Dataset records:
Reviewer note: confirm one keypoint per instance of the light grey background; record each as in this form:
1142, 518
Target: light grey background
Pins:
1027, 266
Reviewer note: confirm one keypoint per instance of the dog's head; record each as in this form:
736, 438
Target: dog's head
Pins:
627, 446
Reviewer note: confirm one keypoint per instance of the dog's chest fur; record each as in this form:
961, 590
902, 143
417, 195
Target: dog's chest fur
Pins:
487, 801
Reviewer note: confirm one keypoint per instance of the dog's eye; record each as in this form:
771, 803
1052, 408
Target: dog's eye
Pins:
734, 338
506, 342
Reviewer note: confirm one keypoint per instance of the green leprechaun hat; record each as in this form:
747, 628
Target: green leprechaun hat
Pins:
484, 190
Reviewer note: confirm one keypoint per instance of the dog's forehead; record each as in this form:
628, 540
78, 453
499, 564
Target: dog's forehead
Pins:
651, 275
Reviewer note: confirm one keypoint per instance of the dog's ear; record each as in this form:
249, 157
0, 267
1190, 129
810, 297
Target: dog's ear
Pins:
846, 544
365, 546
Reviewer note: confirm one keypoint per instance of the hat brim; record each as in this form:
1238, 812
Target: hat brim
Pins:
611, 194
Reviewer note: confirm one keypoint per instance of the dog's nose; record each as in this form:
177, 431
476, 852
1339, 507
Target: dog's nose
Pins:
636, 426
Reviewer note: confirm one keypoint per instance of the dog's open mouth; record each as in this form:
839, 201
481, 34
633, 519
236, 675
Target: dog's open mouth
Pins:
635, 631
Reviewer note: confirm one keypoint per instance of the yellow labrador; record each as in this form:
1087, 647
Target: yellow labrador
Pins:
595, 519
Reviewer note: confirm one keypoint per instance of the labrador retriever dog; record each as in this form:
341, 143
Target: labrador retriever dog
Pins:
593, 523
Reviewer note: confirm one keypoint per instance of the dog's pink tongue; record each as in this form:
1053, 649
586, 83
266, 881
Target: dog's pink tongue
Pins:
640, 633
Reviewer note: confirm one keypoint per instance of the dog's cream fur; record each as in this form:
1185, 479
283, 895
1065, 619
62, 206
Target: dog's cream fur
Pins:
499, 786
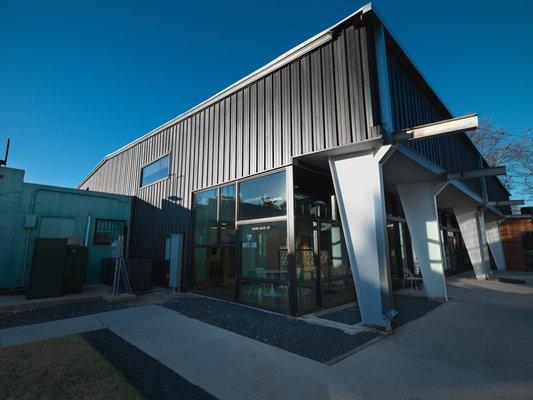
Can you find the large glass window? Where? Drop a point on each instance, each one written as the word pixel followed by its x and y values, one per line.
pixel 205 217
pixel 264 264
pixel 336 281
pixel 263 197
pixel 155 171
pixel 227 214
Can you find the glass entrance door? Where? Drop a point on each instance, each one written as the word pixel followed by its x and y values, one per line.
pixel 323 273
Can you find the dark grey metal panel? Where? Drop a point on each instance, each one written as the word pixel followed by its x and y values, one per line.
pixel 328 85
pixel 286 111
pixel 246 147
pixel 315 101
pixel 269 119
pixel 306 105
pixel 277 144
pixel 412 105
pixel 254 137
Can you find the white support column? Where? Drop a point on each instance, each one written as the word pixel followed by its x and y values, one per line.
pixel 420 208
pixel 472 226
pixel 495 244
pixel 359 189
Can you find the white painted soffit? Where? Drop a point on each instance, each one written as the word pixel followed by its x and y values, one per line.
pixel 438 172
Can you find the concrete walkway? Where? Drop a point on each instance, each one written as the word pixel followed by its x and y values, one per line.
pixel 478 346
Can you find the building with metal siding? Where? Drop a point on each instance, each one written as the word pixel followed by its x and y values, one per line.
pixel 317 102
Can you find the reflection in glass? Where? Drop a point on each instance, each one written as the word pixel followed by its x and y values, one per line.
pixel 214 270
pixel 262 197
pixel 264 258
pixel 337 285
pixel 313 194
pixel 227 214
pixel 205 217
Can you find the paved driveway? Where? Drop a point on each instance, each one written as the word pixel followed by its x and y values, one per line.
pixel 477 346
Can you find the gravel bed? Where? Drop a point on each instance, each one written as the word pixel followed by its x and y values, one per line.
pixel 348 316
pixel 312 341
pixel 60 311
pixel 151 378
pixel 408 307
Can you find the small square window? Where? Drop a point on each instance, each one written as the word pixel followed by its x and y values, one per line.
pixel 156 171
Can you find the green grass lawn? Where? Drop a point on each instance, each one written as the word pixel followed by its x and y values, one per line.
pixel 64 368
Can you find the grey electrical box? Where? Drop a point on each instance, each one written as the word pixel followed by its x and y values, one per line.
pixel 29 222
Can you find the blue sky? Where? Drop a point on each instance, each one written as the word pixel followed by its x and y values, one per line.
pixel 81 79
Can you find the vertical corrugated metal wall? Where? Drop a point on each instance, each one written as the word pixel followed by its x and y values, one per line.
pixel 319 101
pixel 412 106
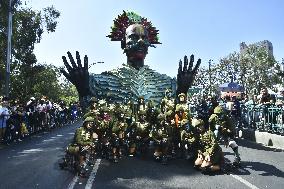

*Work order*. With the images left out, set down every entry exactly.

*Your solution*.
Reviewer note: confirm one keypoint per instance of the light grey background; record each as in this form:
1142, 518
Target: light grey background
Pins:
1027, 266
Reviewer note: confirm one keypoint per instance of the dog's head; record each as in this form:
736, 438
Target: dog's head
Pins:
627, 446
Reviewer note: confirm one keypoint per instance of the dog's chest fur; record each as in this form:
961, 590
902, 143
417, 195
Target: dog's chest fur
Pins:
487, 801
Reviewer note: confirm one keypoint per instance of the dog's eye; record each as in this form:
771, 803
1052, 408
Target: dog's eye
Pins:
734, 338
506, 342
Reviewer note: confirm one keypoint per instance of the green leprechaun hat; record each as in this form:
747, 628
Target: green leprechaun hat
Pins:
484, 190
Reviewer note: confirm one keypoint per instance of the dog's forehead; record each as in this form:
628, 540
78, 453
499, 564
Target: dog's forehead
Pins:
651, 275
Reviewer note: confirm one keypoint per instance of the dog's ear; record each as in this form:
249, 157
0, 267
1190, 129
810, 297
Target: dog's ear
Pins:
846, 544
365, 546
Reviewer note: confirm one keypoint per instance of the hat brim; record each as in this form:
1238, 812
Target: hat brim
Pins:
611, 194
Reviewer note: confirm one keypoint per instance of the dog's nose; record each as in this form:
177, 431
476, 852
1339, 507
Target: dog's nose
Pins:
636, 426
Reviewer note: confirm one keypoint per instance of the dog's open mouth; record each as in this form:
839, 201
481, 34
633, 519
236, 675
Target: dog's open mouth
Pins:
635, 631
Reviewer note: confirm one keypoint per instance of the yellow labrador; record each as in this form:
1087, 647
Target: yellow labrador
Pins:
595, 519
Reviewer note: confirm one keypoint per instance of the labrador retriever dog; record each as in this form:
341, 143
Target: labrador retriever dog
Pins:
593, 523
Reviewer note: confirm one keypoint per instance of the dog's pink tongue; record each as in this form:
1053, 649
586, 83
266, 881
Target: dog's pink tongue
Pins:
640, 633
Reviewer note: confirm one keypoint per instance of the dog's cream fur; record each as in this form:
1185, 479
283, 895
1065, 619
62, 206
Target: dog's cream fur
Pins:
499, 786
Can you find the large glass window? Where? Drop a point on each instance, each one written as the word pixel followed by its x and y values, one per line.
pixel 205 217
pixel 264 264
pixel 336 281
pixel 263 197
pixel 155 171
pixel 227 214
Can you find the glass entrance door? Where? Drop a point on each instance, each one written as the word pixel followed by its x and y values, one per line.
pixel 323 273
Can you find the dark grey metal panel? Where? Drop a point on each instance, each one written as the word pixel followed by its x and y values, one per line.
pixel 328 85
pixel 286 111
pixel 246 147
pixel 315 101
pixel 269 119
pixel 306 105
pixel 277 144
pixel 412 105
pixel 254 137
Can you find the white support column? Where? Drop a point on each instance, each one written as the word pixel followed by its x and y values, one per line.
pixel 420 208
pixel 472 226
pixel 495 244
pixel 359 189
Can you find the white painted soffit? Where? Drop a point on each instance, each one written as the word pixel followed by its x and y values, one per line.
pixel 438 172
Can you find the concrete walkway? Where? Drop a point on each instance, each one written as the word pixel followed by its x and y values, one per line.
pixel 478 346
Can you find the building with metal siding? Where? Drop a point on each instance, each one written as the word pixel followed by its x and y values, one per line.
pixel 317 102
Can you find the reflection in glass? Where? Drop a point on each instance, each one written as the word pixel followed by its x and y values, one per line.
pixel 214 270
pixel 262 197
pixel 264 258
pixel 337 285
pixel 313 194
pixel 227 214
pixel 205 217
Can you find the paved driveway? Where? Drop a point on each instance, each one written as the word pixel followed by its x and y values, one per line.
pixel 477 346
Can you find the gravel bed? Where? Drop a point on each instance, each one written as the word pixel followed by its x and y values, one per line.
pixel 348 316
pixel 312 341
pixel 60 311
pixel 151 378
pixel 408 307
Can you find the small square window? Where? Drop a point on each instance, each one written as the word pixel followed by its x and y values, one per line.
pixel 156 171
Can you find the green grass lawn? Where? Drop a point on each instance, each one written as the word pixel followed by its x and y values, one per line.
pixel 64 368
Can you find the grey electrical box? Where? Drop a point on each instance, each one written as the word pixel followed by its x and y values, one per line.
pixel 29 222
Can you find the blue sky? Where? Drop a point on each instance, each one written as the word pixel followed by its x and y values, one per line.
pixel 81 79
Can you find the vertical corrugated metal wall? Where? Drop a point on each instance, each one written as the word pixel followed by its x and y values, one per line.
pixel 319 101
pixel 412 106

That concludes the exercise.